**THE PROBLEM:** Keep only the lines of the material below that contain the string "dark", and copy each one in full. Case matters, so a line with the string in a different case does not count.

**DATA IN THIS EXERCISE:**
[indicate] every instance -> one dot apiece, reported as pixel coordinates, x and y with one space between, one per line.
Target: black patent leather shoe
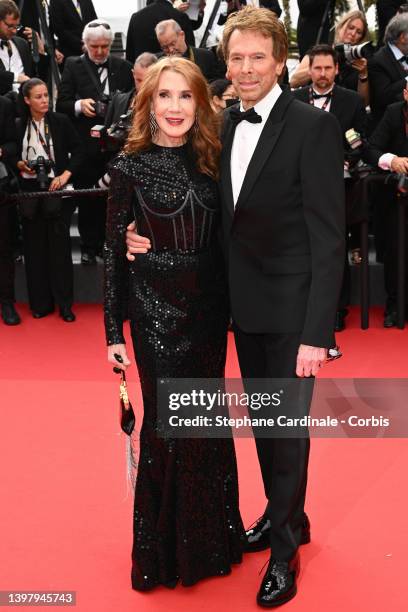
340 321
41 314
258 537
9 314
66 314
278 585
390 319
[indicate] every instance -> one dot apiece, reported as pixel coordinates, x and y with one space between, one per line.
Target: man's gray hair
397 26
167 23
146 59
97 29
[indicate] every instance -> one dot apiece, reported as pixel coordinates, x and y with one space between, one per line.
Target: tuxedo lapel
225 165
266 143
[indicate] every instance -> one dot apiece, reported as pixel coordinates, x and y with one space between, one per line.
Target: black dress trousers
283 461
47 250
6 257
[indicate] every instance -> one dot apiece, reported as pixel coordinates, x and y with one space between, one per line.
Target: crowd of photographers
60 57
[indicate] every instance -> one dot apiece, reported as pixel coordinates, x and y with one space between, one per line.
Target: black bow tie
327 95
250 115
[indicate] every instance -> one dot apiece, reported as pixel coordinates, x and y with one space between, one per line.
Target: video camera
348 53
41 167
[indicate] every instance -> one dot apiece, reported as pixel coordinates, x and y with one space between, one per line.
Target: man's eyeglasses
96 25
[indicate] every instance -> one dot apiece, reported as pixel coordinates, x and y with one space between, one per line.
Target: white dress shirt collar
264 106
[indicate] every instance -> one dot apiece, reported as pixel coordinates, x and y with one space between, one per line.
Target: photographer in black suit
388 68
88 84
348 108
172 41
8 152
49 154
68 19
388 150
16 60
141 35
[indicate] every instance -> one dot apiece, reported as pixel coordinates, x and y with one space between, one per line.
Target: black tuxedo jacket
387 81
389 136
68 151
346 105
30 69
68 25
76 84
284 244
141 35
8 143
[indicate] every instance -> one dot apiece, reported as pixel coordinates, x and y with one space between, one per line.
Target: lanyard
325 103
44 143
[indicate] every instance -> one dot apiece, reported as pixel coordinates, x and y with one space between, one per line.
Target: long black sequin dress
186 518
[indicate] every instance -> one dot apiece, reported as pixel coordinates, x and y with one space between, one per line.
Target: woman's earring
154 127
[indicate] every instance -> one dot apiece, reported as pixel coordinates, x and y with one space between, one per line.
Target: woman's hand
120 349
60 181
24 169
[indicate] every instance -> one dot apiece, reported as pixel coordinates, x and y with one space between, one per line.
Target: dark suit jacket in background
389 136
76 84
68 25
65 140
387 81
285 242
346 105
141 35
30 69
118 106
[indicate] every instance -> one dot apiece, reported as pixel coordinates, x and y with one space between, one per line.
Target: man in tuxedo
388 149
8 155
88 83
16 62
312 16
172 41
348 108
388 68
141 35
68 19
121 102
283 235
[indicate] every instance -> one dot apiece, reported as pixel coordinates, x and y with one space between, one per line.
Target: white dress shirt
246 138
12 63
320 101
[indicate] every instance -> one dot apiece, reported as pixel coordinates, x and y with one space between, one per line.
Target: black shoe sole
275 604
305 539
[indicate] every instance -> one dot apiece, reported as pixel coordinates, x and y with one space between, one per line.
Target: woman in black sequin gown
187 524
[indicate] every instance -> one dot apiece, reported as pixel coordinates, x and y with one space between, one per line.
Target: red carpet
65 521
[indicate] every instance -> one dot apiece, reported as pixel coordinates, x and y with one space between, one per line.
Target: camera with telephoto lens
348 53
356 167
101 105
112 139
41 167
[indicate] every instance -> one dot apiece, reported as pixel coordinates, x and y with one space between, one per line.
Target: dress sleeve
116 282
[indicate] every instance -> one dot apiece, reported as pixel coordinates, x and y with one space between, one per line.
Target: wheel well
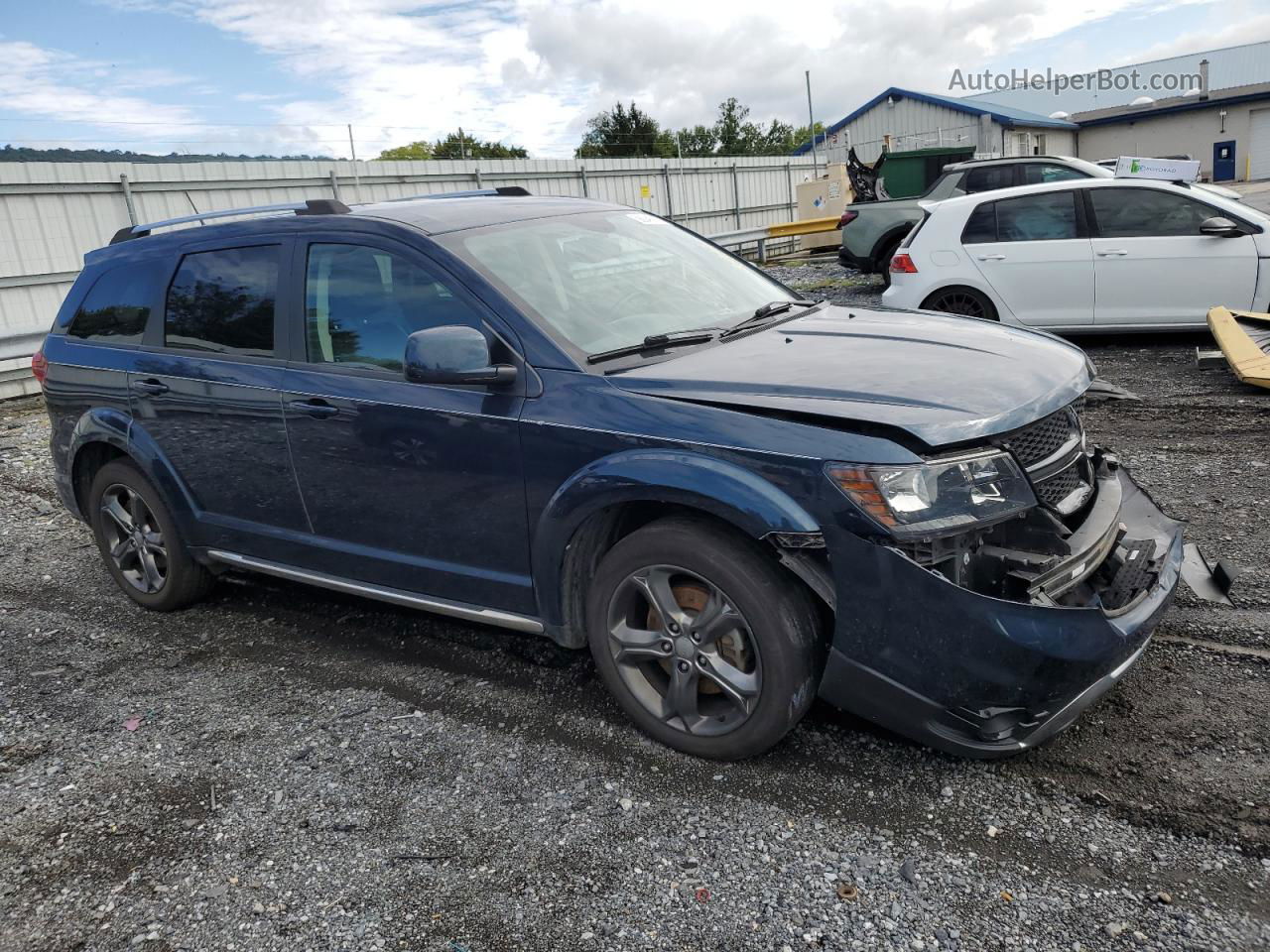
599 532
87 462
992 308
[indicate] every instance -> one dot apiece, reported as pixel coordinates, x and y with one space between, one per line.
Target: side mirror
1219 227
453 353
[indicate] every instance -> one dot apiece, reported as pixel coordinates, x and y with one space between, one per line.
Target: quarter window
1047 217
1141 212
118 304
222 301
982 225
1038 173
361 303
989 178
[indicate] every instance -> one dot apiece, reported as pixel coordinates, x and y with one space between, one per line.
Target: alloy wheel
959 302
134 539
684 651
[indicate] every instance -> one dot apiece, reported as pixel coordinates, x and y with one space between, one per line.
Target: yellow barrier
811 226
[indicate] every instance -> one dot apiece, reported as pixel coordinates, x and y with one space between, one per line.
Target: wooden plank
1250 363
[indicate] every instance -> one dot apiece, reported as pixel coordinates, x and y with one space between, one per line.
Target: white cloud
532 71
51 84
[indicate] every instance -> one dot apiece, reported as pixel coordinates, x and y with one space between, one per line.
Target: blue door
1223 162
204 393
414 486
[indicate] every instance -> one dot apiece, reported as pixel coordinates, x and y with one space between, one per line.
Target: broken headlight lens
943 495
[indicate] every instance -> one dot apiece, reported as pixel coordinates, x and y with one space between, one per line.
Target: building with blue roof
1207 105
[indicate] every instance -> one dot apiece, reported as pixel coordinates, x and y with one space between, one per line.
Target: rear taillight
902 264
40 367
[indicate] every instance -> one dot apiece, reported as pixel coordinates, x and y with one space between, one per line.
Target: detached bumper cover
983 676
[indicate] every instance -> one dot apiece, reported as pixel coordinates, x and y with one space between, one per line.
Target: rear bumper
983 676
849 261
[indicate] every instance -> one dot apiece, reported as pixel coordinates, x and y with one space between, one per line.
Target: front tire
139 540
703 642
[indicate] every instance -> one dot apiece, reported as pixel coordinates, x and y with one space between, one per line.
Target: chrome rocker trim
437 606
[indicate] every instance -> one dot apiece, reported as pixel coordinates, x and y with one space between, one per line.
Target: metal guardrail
767 232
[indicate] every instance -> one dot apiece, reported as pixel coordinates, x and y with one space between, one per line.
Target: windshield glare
607 280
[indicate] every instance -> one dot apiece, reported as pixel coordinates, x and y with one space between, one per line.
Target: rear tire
139 540
725 688
961 301
884 262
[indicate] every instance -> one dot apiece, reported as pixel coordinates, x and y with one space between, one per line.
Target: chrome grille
1040 440
1052 452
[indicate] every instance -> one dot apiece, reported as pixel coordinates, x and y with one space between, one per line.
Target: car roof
431 214
1006 160
1159 184
436 214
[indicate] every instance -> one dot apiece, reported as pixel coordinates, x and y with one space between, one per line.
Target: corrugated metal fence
51 213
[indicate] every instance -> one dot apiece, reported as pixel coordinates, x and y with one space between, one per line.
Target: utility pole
679 146
352 148
811 125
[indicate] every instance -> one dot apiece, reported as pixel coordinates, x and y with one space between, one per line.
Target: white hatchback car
1086 255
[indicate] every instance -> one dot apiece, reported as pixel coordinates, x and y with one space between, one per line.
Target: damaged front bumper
1002 644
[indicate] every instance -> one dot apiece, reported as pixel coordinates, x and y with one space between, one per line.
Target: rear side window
222 301
118 304
982 225
1139 212
989 178
1037 173
1046 217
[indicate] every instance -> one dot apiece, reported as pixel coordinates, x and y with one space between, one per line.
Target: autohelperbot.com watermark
1060 82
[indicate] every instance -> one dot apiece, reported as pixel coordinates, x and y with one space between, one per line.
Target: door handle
318 409
150 388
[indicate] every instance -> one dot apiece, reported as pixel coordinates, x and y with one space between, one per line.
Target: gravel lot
285 769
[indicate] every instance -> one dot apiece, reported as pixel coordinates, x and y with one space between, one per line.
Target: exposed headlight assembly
939 497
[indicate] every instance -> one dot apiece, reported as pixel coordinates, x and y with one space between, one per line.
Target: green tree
454 146
624 132
698 141
730 126
416 150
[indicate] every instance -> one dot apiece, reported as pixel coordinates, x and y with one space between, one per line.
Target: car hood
942 379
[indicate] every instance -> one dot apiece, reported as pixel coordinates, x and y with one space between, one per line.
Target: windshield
608 280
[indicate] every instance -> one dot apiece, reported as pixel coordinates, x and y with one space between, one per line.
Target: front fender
677 477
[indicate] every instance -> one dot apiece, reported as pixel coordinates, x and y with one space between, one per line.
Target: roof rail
504 190
313 206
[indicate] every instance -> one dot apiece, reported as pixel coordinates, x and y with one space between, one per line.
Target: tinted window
118 304
361 303
982 225
989 178
1133 212
1037 217
1037 173
222 301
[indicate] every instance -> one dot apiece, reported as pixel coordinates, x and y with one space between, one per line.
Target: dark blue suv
580 420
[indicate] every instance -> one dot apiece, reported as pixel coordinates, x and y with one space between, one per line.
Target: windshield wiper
656 341
770 309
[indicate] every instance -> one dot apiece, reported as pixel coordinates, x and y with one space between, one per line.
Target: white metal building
902 119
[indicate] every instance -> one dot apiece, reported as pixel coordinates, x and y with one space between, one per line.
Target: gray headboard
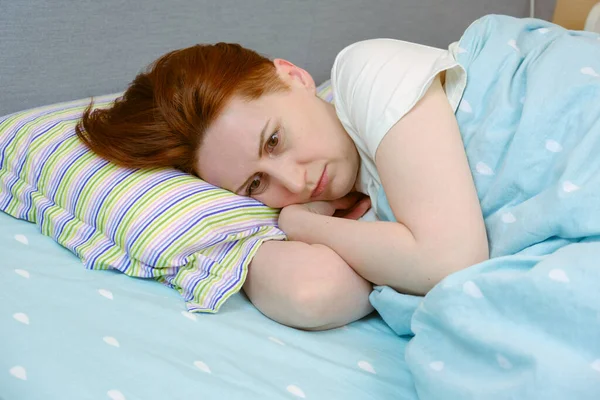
61 50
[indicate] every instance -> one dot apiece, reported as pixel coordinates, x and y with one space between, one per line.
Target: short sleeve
376 82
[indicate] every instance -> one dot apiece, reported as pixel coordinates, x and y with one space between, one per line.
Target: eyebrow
261 141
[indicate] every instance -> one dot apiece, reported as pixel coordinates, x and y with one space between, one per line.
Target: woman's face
284 148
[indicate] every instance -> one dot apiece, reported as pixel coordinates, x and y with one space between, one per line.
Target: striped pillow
159 223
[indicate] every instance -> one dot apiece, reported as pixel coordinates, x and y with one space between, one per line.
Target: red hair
162 116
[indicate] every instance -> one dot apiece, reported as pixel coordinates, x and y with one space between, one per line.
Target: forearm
306 286
385 253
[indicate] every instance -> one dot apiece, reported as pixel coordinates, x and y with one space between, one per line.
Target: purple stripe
73 194
64 165
37 170
105 190
191 223
129 202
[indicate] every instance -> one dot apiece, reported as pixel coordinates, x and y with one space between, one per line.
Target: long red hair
162 116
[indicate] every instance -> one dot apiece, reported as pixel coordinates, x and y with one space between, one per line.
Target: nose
291 175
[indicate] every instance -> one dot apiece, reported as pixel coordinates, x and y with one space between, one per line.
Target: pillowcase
157 223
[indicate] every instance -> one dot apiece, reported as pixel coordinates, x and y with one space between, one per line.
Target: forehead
229 148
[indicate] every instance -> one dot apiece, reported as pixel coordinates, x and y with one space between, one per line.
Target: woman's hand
351 206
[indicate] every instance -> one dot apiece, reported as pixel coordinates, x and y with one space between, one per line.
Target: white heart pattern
22 239
115 395
18 372
22 318
512 43
484 169
503 362
275 340
508 218
296 391
569 187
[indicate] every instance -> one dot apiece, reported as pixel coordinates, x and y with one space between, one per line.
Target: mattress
71 333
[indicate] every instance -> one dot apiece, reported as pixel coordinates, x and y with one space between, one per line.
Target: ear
294 75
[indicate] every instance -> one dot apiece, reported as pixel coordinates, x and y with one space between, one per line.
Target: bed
71 333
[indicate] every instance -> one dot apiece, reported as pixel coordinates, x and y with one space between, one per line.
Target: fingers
347 201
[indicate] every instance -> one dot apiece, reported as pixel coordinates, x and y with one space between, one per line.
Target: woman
256 127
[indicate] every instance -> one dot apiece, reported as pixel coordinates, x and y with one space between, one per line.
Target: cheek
277 198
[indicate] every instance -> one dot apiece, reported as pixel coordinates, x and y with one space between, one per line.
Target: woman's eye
254 185
273 141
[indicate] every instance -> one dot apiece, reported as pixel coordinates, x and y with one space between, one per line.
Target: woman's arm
428 183
306 286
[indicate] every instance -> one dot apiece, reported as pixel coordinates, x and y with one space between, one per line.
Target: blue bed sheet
70 333
526 323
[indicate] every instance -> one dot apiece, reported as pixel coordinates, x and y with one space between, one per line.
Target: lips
321 185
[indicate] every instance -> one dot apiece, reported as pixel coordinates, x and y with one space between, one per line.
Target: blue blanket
526 323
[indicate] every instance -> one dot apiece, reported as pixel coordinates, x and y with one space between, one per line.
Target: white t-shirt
375 83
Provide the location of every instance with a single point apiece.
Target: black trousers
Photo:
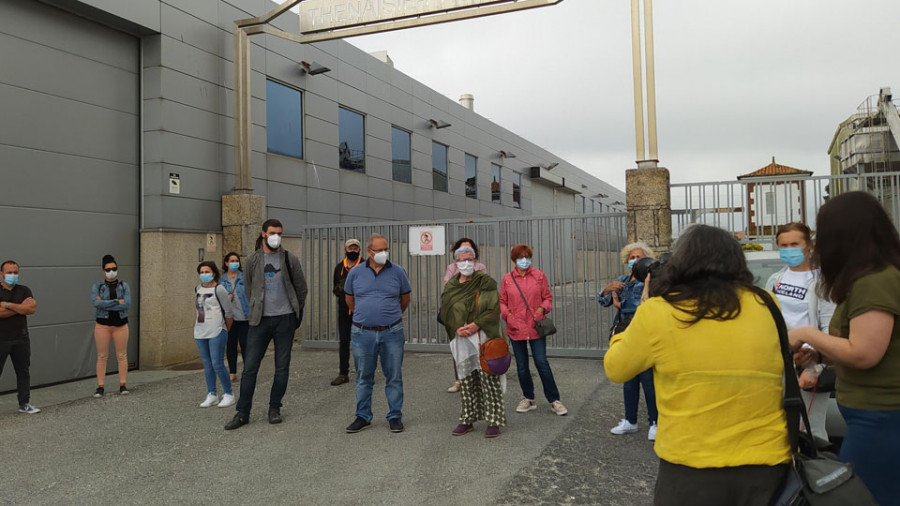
(20, 352)
(733, 486)
(345, 319)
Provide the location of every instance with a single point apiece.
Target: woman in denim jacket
(111, 299)
(233, 281)
(625, 294)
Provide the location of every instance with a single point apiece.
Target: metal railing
(755, 208)
(579, 254)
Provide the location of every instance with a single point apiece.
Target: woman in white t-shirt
(214, 318)
(795, 286)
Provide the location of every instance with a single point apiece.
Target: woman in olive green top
(858, 251)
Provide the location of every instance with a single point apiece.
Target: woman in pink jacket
(525, 298)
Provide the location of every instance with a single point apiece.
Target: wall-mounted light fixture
(313, 68)
(437, 124)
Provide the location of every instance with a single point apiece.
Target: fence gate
(579, 254)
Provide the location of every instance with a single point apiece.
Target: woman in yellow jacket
(717, 368)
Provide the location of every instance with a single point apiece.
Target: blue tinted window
(352, 142)
(471, 176)
(439, 166)
(495, 183)
(284, 120)
(401, 155)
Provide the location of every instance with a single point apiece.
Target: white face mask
(466, 267)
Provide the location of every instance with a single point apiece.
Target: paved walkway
(156, 446)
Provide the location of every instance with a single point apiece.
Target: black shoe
(358, 425)
(237, 422)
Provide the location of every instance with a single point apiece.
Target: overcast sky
(738, 81)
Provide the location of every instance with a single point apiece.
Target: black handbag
(544, 327)
(815, 478)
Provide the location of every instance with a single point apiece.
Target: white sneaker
(625, 427)
(228, 400)
(211, 400)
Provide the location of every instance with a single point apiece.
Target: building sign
(324, 15)
(426, 241)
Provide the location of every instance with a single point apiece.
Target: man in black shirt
(16, 303)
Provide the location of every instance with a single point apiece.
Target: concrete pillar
(649, 206)
(242, 217)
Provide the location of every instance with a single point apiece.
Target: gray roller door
(69, 176)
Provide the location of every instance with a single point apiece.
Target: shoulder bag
(815, 478)
(544, 327)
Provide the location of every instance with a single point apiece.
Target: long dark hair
(266, 224)
(854, 237)
(704, 275)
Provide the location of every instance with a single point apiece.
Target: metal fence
(579, 254)
(756, 207)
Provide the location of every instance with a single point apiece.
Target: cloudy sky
(738, 81)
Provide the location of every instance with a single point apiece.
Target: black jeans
(20, 352)
(271, 328)
(237, 335)
(345, 319)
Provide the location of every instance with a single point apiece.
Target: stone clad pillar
(242, 217)
(649, 206)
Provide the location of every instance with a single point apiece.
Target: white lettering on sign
(321, 15)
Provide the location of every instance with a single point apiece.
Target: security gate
(579, 254)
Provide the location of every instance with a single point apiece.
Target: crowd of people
(695, 335)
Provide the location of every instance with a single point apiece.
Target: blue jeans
(871, 444)
(539, 354)
(212, 353)
(271, 328)
(368, 345)
(631, 391)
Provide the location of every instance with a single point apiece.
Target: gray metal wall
(69, 116)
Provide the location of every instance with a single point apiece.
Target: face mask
(466, 267)
(792, 256)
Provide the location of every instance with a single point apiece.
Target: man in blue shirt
(377, 293)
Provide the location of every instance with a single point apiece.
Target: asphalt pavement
(156, 446)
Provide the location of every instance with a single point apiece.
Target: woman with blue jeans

**SOLUTION BELOW:**
Target: dark suit jacket in background
Target: dark blue suv
Target: long dark hair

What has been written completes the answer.